* _MATERIAL TO PROCESS_
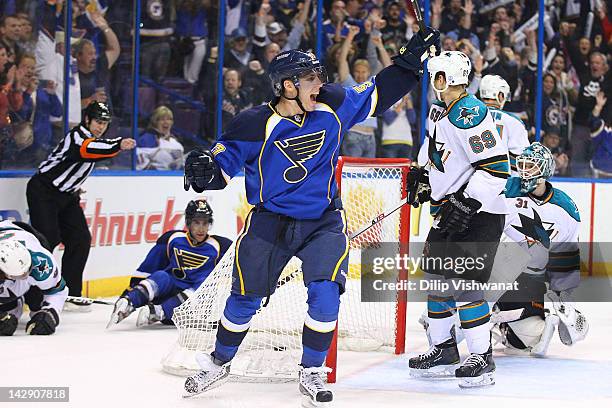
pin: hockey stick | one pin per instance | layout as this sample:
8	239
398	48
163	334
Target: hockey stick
82	301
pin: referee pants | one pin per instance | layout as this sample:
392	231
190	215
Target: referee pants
59	217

* _WORK TO BE COMPLETED_
Please update the entire listing, replacing each "Target" with "Object" and keeping everything else unchanged, and leave the pictures out of your version.

* _THE RESULT_
pin: hockey stick | one pin per instance | layout as this sample:
8	239
398	48
163	334
Object: hockey stick
82	301
pin: referee pants | one pin per instance | layout as this sample:
392	231
190	215
Object: referee pants
59	217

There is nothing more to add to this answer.